▶ _Page_
Food and Agriculture – it’s time for change!

 

There is widespread concern about the human global population explosion, but few people realise that the earth is having to support a second population explosion - that of the animals deliberately bred to satisfy outdated dietary habits. The earth cannot continue to support this double burden.

 

The world food situation

 

Much of the food now sold in the UK comes from parts of the world where the people who grow the crops once depended upon them to meet their own nutritional needs. Now these people are likely to be exploited as workers in cash crop industries - driven off the land they have traditionally worked, they are often paid a pittance whilst exposed to dangerous conditions: working with unsafe machinery and suffering unregulated exposure to deadly chemicals.

 

Cash crop industries are ripping the heart out of thousands of traditional rural agrarian communities, using agricultural methods which are not sustainable and lead to soil erosion and degradation. They are heavily dependent on chemical herbicides and pesticides and other undesirable biotechnologies, and are increasingly including GM crops. Multi-national food industry and biotech companies are increasingly the controlling force behind agriculture and the food supply in developing communities.

 

Two-thirds of the British cereal crop is fed to livestock annually, this could be used to feed 250 million people each year. Livestock consume half the grain produced on the planet. This is in a world where every 3 seconds a child dies of malnutrition and 24 million people starve to death every year.

▶ _Given problem 1_
Please decide whether each statement agrees with the food and agriculture text, answering yes or no and quoting the words of the text that settle it.
(a) Livestock eat half of the grain grown on the planet.
(b) Two-thirds of the British cereal crop could feed 500 million people each year.
(c) Cash crop industries rely on sustainable agricultural methods.
▶ _Given problem 2_
Write the next part of the food and agriculture text, starting after its final sentence about children dying of malnutrition.

▶ _Extracted information_
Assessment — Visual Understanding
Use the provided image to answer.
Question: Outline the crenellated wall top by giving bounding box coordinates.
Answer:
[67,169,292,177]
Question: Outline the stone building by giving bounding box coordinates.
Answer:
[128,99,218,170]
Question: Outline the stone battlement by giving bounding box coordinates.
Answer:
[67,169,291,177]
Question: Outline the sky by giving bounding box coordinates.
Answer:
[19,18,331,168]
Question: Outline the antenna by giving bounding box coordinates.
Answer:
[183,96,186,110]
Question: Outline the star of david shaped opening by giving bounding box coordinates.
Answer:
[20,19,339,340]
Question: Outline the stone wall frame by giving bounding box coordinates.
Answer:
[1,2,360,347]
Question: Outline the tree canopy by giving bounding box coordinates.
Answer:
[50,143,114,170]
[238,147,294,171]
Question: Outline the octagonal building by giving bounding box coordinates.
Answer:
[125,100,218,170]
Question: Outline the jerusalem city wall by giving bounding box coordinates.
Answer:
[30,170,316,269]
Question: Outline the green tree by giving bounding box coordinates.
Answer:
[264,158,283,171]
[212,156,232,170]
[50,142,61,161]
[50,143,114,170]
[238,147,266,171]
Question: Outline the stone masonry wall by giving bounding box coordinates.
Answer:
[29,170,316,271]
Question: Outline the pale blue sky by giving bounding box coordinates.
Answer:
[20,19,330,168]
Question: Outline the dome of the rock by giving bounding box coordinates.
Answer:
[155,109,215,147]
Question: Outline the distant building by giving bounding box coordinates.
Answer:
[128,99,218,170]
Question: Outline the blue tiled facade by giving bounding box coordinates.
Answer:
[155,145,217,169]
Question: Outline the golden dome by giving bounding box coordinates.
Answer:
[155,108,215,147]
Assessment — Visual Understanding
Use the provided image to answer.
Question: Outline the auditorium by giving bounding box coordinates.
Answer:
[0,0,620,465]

▶ _Exercise response 1_
(a) Yes: "Livestock consume half the grain produced on the planet."
(b) No: "this could be used to feed 250 million people each year."
(c) No: "using agricultural methods which are not sustainable and lead to soil erosion and degradation."

▶ _Exercise response 2_
The needless exploitation of animals

 

Factory farmed animals are deprived of all significance as living individuals, reduced to the status of 'food' machines, they suffer painful and humiliating treatment and traumatic journeys to death in horrific conditions. Livestock farming needs to be phased out and land and other resources used to produce plants for food. Farmed animals yield nothing that humans need that cannot be produced more efficiently and humanely directly from plant sources. If everyone in the world ate a plant based diet and food economies were organised more fairly there would be enough food produced for everyone.

 

MCL promotes the growing of food for a vegan plant-based diet without the use of chemicals or animal products or additives, such as animal manures and blood, fish and bonemeal that would be used by many organic growers. MCL encourages the production of food through sustainable methods of vegan-organic horticulture and agriculture, including permaculture, using plant-based compost and liquid feeds and green manuring techniques.

 

Food grown by local hands on local lands

 

MCL promotes a healthy vegan diet based on crops that can be grown in a person's home climate wherever possible, to reduce the environmental impact in terms of food miles and maximise the nutritional content of crops by ensuring they are eaten as quickly as possible after harvesting. MCL encourages people to question their dietary habits and avoid purchasing foods that have been transported half way around the world.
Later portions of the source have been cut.